Collected data
=== Begin Enclosure ===

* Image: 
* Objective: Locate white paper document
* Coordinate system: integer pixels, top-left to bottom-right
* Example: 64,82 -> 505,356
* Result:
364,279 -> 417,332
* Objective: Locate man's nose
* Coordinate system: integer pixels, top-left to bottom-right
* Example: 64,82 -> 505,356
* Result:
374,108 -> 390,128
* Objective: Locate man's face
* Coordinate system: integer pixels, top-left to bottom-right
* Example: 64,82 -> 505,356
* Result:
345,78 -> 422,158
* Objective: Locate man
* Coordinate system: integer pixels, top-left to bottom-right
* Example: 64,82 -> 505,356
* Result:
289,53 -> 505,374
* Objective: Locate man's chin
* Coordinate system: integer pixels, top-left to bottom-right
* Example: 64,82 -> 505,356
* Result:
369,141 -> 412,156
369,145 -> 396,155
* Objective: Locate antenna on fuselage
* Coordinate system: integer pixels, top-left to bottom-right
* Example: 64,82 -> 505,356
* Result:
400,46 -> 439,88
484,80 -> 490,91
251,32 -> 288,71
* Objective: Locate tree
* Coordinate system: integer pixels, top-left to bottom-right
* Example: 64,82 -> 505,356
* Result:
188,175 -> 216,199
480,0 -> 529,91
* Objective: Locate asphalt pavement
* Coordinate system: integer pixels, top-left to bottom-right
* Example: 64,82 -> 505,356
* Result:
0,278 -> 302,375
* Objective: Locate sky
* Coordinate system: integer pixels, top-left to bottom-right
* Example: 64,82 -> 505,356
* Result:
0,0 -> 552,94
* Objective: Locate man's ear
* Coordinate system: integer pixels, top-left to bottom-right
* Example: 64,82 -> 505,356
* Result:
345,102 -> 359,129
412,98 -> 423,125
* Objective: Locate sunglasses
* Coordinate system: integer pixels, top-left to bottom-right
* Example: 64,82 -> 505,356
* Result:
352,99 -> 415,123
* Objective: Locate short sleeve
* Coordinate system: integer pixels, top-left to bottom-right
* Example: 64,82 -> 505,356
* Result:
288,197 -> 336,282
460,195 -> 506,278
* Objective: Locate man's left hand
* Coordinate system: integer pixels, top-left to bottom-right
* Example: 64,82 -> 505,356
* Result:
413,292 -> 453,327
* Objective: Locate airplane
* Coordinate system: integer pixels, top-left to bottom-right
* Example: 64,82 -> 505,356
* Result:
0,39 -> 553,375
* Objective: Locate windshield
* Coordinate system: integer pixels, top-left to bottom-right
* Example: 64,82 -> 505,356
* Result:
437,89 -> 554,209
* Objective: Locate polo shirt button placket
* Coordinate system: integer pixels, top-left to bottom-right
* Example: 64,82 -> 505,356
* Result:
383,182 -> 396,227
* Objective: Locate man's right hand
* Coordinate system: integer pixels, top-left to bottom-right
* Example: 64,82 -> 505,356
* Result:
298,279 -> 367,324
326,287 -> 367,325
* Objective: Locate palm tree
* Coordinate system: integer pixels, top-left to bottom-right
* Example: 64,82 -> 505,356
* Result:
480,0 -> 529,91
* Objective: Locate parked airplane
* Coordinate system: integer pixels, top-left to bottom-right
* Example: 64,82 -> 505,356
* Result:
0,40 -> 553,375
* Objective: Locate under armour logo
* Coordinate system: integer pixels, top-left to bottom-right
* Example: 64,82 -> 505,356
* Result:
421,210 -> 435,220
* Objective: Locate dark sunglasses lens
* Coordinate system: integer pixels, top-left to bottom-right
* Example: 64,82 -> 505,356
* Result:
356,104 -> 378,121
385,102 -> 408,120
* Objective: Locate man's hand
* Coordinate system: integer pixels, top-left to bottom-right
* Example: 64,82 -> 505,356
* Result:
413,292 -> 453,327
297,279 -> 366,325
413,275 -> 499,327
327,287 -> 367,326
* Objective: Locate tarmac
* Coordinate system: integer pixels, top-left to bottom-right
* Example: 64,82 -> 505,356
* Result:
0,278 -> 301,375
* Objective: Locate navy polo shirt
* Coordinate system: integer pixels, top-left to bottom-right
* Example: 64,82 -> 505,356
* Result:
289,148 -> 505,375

=== End Enclosure ===

## PROBLEM DETAILS
Print, without alteration, only the lines above between the one holding "Objective: Locate airplane" and the one holding "Locate parked airplane", inclusive.

## ANSWER SPACE
* Objective: Locate airplane
* Coordinate system: integer pixels, top-left to bottom-right
* Example: 64,82 -> 505,356
* Result:
0,39 -> 553,375
* Objective: Locate windshield
* Coordinate system: integer pixels, top-left to bottom-right
* Example: 64,82 -> 505,356
* Result:
437,89 -> 554,209
* Objective: Locate polo shirt button placket
* Coordinate system: integer pixels, top-left to bottom-right
* Example: 64,82 -> 505,356
* Result:
383,182 -> 396,227
* Objective: Locate man's right hand
* Coordinate system: integer pixels, top-left to bottom-right
* Example: 64,82 -> 505,356
* Result:
298,279 -> 367,324
326,287 -> 367,325
* Objective: Locate palm tree
* Coordinate system: integer pixels, top-left to bottom-right
* Example: 64,82 -> 505,356
* Result:
480,0 -> 529,91
* Objective: Locate parked airplane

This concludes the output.